Work order -
Would you reproduce every line of the material exactly?
------------------------------------------------------------------------
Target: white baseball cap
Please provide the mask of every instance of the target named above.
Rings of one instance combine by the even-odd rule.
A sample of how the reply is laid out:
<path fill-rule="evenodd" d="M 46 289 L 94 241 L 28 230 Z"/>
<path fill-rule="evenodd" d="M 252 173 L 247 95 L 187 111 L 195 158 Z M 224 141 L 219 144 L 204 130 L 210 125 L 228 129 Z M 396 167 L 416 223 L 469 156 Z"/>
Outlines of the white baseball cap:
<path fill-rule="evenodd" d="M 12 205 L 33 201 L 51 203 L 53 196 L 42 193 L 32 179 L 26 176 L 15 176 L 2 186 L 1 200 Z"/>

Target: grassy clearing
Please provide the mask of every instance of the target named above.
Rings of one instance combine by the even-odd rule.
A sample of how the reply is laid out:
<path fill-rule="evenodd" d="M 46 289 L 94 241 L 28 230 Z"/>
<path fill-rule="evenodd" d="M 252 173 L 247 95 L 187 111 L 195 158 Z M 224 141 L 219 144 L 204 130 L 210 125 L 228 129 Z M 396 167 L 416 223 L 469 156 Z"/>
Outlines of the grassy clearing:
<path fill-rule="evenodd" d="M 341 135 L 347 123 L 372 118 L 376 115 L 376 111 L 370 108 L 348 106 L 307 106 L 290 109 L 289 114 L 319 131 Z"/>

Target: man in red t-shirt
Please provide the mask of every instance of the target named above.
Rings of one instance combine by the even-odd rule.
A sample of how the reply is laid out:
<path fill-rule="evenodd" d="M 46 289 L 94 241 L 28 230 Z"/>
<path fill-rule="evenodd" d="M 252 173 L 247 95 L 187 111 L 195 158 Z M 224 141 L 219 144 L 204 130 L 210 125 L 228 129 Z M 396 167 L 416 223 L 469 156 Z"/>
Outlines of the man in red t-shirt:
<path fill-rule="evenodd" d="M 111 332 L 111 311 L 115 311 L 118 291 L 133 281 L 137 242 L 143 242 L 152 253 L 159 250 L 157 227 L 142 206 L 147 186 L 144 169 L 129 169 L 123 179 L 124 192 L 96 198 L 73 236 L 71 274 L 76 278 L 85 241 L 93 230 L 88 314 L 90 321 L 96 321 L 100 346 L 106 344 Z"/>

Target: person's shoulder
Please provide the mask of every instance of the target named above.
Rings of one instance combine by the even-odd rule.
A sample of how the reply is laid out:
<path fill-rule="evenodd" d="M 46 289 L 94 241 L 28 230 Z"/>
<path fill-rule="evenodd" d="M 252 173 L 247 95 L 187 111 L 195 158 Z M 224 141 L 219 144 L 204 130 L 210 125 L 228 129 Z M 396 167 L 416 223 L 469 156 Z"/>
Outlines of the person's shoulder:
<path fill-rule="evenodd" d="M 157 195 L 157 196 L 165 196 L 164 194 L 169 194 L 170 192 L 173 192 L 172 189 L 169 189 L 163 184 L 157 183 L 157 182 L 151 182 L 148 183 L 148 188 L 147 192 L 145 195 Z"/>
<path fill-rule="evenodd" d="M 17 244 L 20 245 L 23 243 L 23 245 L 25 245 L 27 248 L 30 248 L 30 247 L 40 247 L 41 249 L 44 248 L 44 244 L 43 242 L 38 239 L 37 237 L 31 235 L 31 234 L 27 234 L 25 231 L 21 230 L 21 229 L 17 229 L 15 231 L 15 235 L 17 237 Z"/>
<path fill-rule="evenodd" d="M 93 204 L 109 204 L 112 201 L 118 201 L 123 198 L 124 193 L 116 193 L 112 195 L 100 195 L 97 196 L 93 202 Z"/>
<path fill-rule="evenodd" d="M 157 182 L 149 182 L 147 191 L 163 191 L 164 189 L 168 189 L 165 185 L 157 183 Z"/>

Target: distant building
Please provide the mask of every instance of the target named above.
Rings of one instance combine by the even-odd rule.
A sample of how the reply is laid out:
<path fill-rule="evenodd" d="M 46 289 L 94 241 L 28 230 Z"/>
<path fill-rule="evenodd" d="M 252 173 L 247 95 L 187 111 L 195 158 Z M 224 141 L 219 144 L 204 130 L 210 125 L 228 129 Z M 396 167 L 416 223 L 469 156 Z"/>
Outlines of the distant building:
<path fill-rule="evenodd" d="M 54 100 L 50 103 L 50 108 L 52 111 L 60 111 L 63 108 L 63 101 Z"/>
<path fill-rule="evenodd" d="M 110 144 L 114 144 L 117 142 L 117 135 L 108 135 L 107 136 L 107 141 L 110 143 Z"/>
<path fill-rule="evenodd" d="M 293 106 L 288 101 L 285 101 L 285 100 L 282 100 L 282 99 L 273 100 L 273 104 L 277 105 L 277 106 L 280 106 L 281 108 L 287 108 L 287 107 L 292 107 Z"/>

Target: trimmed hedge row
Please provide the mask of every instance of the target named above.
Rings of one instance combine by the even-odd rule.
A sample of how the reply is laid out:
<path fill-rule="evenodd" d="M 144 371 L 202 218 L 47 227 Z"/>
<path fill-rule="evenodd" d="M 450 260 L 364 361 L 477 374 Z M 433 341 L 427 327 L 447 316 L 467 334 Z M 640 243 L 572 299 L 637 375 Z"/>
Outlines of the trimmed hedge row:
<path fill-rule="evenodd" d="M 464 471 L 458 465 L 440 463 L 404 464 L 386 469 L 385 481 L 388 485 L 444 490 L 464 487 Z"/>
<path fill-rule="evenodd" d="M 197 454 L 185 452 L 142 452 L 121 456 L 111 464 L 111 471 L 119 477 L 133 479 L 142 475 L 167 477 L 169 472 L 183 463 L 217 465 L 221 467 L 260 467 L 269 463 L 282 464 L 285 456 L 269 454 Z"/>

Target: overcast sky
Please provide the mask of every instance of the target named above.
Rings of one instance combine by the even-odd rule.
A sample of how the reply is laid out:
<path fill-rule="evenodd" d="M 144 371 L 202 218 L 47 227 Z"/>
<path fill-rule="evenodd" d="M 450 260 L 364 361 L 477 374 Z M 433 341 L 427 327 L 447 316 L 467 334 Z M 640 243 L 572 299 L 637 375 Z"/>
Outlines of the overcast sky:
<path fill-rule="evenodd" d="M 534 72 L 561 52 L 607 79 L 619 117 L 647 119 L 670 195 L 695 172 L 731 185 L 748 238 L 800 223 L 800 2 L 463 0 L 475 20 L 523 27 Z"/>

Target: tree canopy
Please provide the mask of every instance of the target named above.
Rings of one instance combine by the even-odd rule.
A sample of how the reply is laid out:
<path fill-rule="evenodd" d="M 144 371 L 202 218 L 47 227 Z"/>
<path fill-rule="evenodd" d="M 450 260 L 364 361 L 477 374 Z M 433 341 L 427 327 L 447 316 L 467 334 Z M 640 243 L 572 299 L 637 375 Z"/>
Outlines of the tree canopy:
------------------------------------------------------------------------
Exercise response -
Target: white baseball cap
Please provide the mask of every instance of the target named above.
Rings of one instance combine by the even-odd rule.
A sample of how the reply is laid out:
<path fill-rule="evenodd" d="M 46 289 L 94 241 L 28 230 Z"/>
<path fill-rule="evenodd" d="M 252 173 L 247 95 L 187 111 L 195 158 Z M 224 141 L 219 144 L 204 130 L 210 125 L 228 129 Z M 396 167 L 416 223 L 469 156 Z"/>
Outlines of the white baseball cap:
<path fill-rule="evenodd" d="M 12 205 L 33 201 L 51 203 L 53 196 L 42 193 L 32 179 L 26 176 L 15 176 L 2 186 L 1 200 Z"/>

Target: grassy clearing
Please provide the mask of every instance of the target named above.
Rings of one instance combine by the even-odd rule.
A sample of how the reply is laid out:
<path fill-rule="evenodd" d="M 46 289 L 94 241 L 28 230 Z"/>
<path fill-rule="evenodd" d="M 252 173 L 247 95 L 187 111 L 195 158 Z M 224 141 L 219 144 L 204 130 L 210 125 L 228 129 Z M 396 167 L 416 223 L 469 156 Z"/>
Outlines of the grassy clearing:
<path fill-rule="evenodd" d="M 341 135 L 347 123 L 372 118 L 376 115 L 376 111 L 370 108 L 348 106 L 307 106 L 290 109 L 289 114 L 319 131 Z"/>

Target: man in red t-shirt
Please provide the mask of every instance of the target named above.
Rings of one instance combine by the even-odd rule.
A sample of how the reply is laid out:
<path fill-rule="evenodd" d="M 46 289 L 94 241 L 28 230 Z"/>
<path fill-rule="evenodd" d="M 252 173 L 247 95 L 187 111 L 195 158 Z M 224 141 L 219 144 L 204 130 L 210 125 L 228 129 Z M 396 167 L 416 223 L 469 156 Z"/>
Outlines of the man in red t-shirt:
<path fill-rule="evenodd" d="M 111 332 L 111 311 L 115 311 L 118 291 L 133 281 L 137 242 L 143 242 L 152 253 L 159 250 L 157 227 L 142 206 L 147 186 L 144 169 L 129 169 L 123 179 L 124 192 L 96 198 L 73 236 L 71 274 L 76 278 L 85 241 L 93 230 L 88 314 L 90 321 L 96 321 L 100 346 L 106 344 Z"/>

Target: person's shoulder
Please provide the mask of every instance of the target named above.
Rings of one instance combine by the even-odd rule.
A sample of how the reply is laid out:
<path fill-rule="evenodd" d="M 46 289 L 94 241 L 28 230 Z"/>
<path fill-rule="evenodd" d="M 252 173 L 247 95 L 187 111 L 195 158 Z M 224 141 L 219 144 L 204 130 L 210 125 L 228 129 Z M 396 167 L 416 223 L 469 156 Z"/>
Outlines of the person's shoulder:
<path fill-rule="evenodd" d="M 157 195 L 157 196 L 165 196 L 164 194 L 169 194 L 170 192 L 173 192 L 172 189 L 169 189 L 163 184 L 157 183 L 157 182 L 151 182 L 148 183 L 148 188 L 147 192 L 145 195 Z"/>
<path fill-rule="evenodd" d="M 17 244 L 20 245 L 23 243 L 23 245 L 25 245 L 27 248 L 30 248 L 30 247 L 40 247 L 41 249 L 44 248 L 44 244 L 43 242 L 38 239 L 37 237 L 31 235 L 31 234 L 27 234 L 25 231 L 21 230 L 21 229 L 17 229 L 15 231 L 15 235 L 17 237 Z"/>
<path fill-rule="evenodd" d="M 93 204 L 109 204 L 112 201 L 118 201 L 123 198 L 124 193 L 116 193 L 112 195 L 100 195 L 97 196 L 93 202 Z"/>
<path fill-rule="evenodd" d="M 157 182 L 149 182 L 147 191 L 163 191 L 164 189 L 168 189 L 165 185 L 157 183 Z"/>

Target: distant building
Please provide the mask of every instance of the target named above.
Rings of one instance combine by the even-odd rule.
A sample of how the reply is laid out:
<path fill-rule="evenodd" d="M 46 289 L 94 241 L 28 230 Z"/>
<path fill-rule="evenodd" d="M 252 173 L 247 95 L 187 111 L 195 158 Z M 224 141 L 219 144 L 204 130 L 210 125 L 228 129 Z M 396 167 L 416 223 L 469 156 Z"/>
Outlines of the distant building:
<path fill-rule="evenodd" d="M 54 100 L 50 103 L 50 108 L 52 111 L 60 111 L 63 108 L 63 101 Z"/>
<path fill-rule="evenodd" d="M 110 144 L 114 144 L 117 142 L 117 135 L 108 135 L 107 136 L 107 141 L 110 143 Z"/>
<path fill-rule="evenodd" d="M 293 106 L 288 101 L 285 101 L 285 100 L 282 100 L 282 99 L 273 100 L 273 104 L 277 105 L 277 106 L 280 106 L 281 108 L 287 108 L 287 107 L 292 107 Z"/>

Target: trimmed hedge row
Please provide the mask of every instance of the target named above.
Rings of one instance combine by the even-odd rule.
A sample of how the reply is laid out:
<path fill-rule="evenodd" d="M 144 371 L 202 218 L 47 227 Z"/>
<path fill-rule="evenodd" d="M 450 260 L 364 361 L 477 374 Z M 433 341 L 427 327 L 447 316 L 467 334 Z M 640 243 L 572 299 L 637 375 Z"/>
Outlines of the trimmed hedge row:
<path fill-rule="evenodd" d="M 464 471 L 458 465 L 440 463 L 404 464 L 386 469 L 385 481 L 388 485 L 444 490 L 464 487 Z"/>
<path fill-rule="evenodd" d="M 197 454 L 185 452 L 142 452 L 121 456 L 111 464 L 111 471 L 119 477 L 133 479 L 142 475 L 167 477 L 169 472 L 183 463 L 217 465 L 221 467 L 260 467 L 269 463 L 282 464 L 285 456 L 269 454 Z"/>

Target: overcast sky
Please provide the mask of every instance of the target named above.
Rings of one instance combine by the even-odd rule.
A sample of how the reply is laid out:
<path fill-rule="evenodd" d="M 144 371 L 202 218 L 47 227 Z"/>
<path fill-rule="evenodd" d="M 450 260 L 364 361 L 477 374 Z M 433 341 L 427 327 L 447 316 L 467 334 Z M 640 243 L 572 299 L 637 375 Z"/>
Outlines of the overcast sky:
<path fill-rule="evenodd" d="M 534 72 L 561 52 L 607 79 L 619 117 L 647 119 L 670 195 L 695 172 L 731 185 L 748 238 L 800 223 L 800 2 L 463 0 L 475 20 L 523 27 Z"/>

Target: tree canopy
Please provide the mask of every instance of the target named above.
Rings of one instance combine by the even-odd rule.
A sample of how the reply is laid out:
<path fill-rule="evenodd" d="M 144 371 L 202 218 L 47 227 Z"/>
<path fill-rule="evenodd" d="M 450 260 L 364 361 L 477 374 Z M 433 341 L 427 327 L 447 316 L 467 334 Z M 640 243 L 572 299 L 637 375 Z"/>
Outlines of the tree canopy:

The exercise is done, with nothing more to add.